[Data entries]
— START —
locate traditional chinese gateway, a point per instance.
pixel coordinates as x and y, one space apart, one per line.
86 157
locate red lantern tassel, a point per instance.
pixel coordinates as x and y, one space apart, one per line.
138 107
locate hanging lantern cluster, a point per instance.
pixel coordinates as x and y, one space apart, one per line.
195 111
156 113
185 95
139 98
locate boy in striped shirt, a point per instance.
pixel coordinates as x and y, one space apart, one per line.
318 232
— END —
WHAT IS NEEDED> Rewrite the data above, substituting "mark" for each "locate" and leaving everything else unchanged.

EXPECTED ANSWER>
mark traditional chinese gateway, a point per instance.
pixel coordinates as x and y, one space apart, one per line.
86 157
mark red lantern tassel, a point per instance.
pixel coordinates as x and y, one space apart, one per line.
138 107
mark hanging lantern cluster, a point per instance.
pixel coordinates as x and y, one space apart, one per line.
195 111
156 113
185 95
139 98
mark boy in striped shirt, a point per instance.
pixel coordinates as x and y, one space apart, one per line.
318 232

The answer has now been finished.